- Task prompt
Below is a block of entries; repeat exactly the lines starting at the line that contains "Target: picture frame" and ending at the line that contains "Mark one point on every instance of the nightstand", both included.

- Available data
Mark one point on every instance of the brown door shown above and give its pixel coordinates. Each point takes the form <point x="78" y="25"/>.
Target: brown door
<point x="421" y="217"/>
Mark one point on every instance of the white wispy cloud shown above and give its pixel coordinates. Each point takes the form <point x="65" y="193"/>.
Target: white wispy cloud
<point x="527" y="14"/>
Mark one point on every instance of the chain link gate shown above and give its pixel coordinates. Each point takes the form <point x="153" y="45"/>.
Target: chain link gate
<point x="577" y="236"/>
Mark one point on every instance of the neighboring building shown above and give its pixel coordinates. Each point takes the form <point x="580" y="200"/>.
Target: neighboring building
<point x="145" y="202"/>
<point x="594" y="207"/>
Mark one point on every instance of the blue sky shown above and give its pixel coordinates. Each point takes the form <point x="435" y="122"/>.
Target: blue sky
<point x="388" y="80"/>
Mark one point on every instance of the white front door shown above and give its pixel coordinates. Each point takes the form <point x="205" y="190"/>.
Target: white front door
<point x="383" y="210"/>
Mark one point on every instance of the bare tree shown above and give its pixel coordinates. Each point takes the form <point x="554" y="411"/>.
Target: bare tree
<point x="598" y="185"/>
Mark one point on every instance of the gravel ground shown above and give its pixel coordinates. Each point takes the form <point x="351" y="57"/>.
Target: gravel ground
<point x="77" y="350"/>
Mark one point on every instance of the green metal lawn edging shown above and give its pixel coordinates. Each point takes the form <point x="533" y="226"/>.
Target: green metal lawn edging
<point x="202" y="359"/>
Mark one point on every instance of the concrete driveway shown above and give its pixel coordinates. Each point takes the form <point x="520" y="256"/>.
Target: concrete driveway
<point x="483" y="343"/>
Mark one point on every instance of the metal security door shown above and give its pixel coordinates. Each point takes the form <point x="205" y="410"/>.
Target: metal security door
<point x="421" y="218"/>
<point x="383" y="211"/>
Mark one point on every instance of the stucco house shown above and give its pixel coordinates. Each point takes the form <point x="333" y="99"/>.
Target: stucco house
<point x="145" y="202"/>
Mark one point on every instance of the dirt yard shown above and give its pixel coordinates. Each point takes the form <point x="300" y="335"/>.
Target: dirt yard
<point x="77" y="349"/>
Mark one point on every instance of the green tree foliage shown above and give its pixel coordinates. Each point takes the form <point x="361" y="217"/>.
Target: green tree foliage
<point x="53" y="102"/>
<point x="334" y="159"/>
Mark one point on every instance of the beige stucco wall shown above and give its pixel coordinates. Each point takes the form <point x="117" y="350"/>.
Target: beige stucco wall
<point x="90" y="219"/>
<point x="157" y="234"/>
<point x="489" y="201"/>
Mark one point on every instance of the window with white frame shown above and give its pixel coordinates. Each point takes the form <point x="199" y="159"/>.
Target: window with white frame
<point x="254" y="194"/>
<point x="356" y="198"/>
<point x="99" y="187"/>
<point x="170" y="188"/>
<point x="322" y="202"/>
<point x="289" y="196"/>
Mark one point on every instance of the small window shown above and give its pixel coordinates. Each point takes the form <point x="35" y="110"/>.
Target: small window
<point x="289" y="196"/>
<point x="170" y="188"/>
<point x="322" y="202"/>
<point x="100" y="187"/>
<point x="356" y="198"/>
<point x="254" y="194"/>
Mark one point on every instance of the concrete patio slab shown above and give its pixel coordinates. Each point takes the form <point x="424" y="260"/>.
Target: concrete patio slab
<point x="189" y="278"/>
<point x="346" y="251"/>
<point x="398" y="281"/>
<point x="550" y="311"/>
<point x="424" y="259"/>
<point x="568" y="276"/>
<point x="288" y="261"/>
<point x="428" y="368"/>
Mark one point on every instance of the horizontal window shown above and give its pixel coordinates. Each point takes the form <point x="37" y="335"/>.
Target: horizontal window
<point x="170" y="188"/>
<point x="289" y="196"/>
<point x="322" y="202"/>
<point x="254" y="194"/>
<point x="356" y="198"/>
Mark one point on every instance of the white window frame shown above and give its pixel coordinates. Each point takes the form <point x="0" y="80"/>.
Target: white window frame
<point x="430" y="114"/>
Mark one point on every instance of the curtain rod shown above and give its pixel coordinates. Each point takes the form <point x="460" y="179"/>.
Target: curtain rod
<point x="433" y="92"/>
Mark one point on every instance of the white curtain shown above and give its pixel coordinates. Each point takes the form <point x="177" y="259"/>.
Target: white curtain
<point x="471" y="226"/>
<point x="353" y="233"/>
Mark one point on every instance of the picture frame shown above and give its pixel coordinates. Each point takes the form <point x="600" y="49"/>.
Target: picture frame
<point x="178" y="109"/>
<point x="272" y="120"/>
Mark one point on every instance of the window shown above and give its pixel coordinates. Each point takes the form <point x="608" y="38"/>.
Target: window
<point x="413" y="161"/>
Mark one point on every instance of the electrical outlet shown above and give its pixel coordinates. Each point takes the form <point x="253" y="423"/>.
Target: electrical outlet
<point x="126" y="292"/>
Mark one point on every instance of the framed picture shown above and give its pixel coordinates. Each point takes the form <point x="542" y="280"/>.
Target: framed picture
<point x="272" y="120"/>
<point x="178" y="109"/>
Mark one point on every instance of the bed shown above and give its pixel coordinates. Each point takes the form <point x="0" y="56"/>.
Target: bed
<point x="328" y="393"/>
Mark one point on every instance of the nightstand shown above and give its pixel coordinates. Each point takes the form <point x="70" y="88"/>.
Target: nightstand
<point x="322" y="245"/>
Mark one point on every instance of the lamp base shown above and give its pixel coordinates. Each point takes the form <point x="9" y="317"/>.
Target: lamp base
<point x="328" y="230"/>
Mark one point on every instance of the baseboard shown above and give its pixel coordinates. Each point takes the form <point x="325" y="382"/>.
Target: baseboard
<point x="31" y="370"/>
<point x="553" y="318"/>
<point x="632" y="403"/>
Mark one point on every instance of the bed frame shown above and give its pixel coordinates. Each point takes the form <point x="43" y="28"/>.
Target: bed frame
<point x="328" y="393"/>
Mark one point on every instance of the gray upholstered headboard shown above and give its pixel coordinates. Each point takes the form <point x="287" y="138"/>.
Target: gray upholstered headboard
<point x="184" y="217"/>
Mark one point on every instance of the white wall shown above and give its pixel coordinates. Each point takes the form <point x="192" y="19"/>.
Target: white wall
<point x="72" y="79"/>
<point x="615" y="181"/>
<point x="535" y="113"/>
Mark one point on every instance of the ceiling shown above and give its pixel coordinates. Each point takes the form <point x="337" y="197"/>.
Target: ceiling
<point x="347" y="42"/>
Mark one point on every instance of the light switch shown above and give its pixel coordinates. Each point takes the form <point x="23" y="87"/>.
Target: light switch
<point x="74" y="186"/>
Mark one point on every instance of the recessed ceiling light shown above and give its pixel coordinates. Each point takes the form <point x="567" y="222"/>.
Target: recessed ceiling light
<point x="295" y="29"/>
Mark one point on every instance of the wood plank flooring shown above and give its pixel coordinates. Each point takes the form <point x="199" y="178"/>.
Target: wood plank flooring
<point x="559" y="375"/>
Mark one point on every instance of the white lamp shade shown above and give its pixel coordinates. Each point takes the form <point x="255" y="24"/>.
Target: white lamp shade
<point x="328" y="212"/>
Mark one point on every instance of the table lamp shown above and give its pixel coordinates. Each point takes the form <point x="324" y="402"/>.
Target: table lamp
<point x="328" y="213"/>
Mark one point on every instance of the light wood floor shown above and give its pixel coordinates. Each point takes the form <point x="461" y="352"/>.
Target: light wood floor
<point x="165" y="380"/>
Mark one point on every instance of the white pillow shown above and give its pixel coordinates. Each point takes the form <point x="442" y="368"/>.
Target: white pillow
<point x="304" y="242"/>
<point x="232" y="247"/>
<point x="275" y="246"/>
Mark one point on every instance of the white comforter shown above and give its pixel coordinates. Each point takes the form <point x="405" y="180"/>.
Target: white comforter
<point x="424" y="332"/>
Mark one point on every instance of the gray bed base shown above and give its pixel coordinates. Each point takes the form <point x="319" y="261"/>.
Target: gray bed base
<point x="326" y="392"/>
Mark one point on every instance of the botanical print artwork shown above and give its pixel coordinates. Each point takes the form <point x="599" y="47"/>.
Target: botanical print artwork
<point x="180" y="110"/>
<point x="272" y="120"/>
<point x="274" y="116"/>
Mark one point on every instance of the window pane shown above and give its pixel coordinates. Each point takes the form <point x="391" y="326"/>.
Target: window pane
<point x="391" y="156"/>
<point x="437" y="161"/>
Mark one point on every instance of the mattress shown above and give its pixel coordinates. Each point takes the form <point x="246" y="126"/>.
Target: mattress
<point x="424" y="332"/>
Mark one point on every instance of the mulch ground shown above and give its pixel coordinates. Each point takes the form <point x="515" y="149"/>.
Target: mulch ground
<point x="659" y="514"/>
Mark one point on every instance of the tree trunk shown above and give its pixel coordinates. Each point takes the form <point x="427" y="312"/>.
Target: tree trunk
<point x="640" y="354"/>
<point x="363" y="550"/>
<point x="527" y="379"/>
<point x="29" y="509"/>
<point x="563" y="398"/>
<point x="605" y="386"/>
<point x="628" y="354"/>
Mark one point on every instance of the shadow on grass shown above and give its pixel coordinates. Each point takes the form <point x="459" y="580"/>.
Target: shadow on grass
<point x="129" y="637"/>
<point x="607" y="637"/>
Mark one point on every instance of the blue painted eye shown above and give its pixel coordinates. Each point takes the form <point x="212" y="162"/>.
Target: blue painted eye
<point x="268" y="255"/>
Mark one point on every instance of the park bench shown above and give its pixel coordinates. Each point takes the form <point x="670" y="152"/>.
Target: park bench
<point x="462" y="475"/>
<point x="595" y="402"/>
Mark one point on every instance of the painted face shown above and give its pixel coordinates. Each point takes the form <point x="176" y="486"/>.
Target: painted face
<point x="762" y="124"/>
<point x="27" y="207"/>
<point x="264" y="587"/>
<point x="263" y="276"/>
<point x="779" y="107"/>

- Written reply
Target: picture frame
<point x="178" y="109"/>
<point x="272" y="120"/>
Mark one point on every instance of the window shown above and give its pixel coordinates. Each point takes the form <point x="608" y="38"/>.
Target: window
<point x="413" y="161"/>
Mark one point on every instance of the electrical outlet shown above and give its pixel coordinates. Each point takes the form <point x="253" y="423"/>.
Target: electrical outlet
<point x="126" y="292"/>
Mark one point on every instance of the framed picture shown above and give its pixel coordinates. Each point takes the form <point x="542" y="280"/>.
Target: framed picture
<point x="272" y="120"/>
<point x="178" y="109"/>
Mark one point on every instance of the bed shown above and give its pixel coordinates. Each point takes the form <point x="0" y="56"/>.
Target: bed
<point x="328" y="393"/>
Mark one point on every instance of the nightstand shown above and give its pixel coordinates. Each point takes the form <point x="70" y="88"/>.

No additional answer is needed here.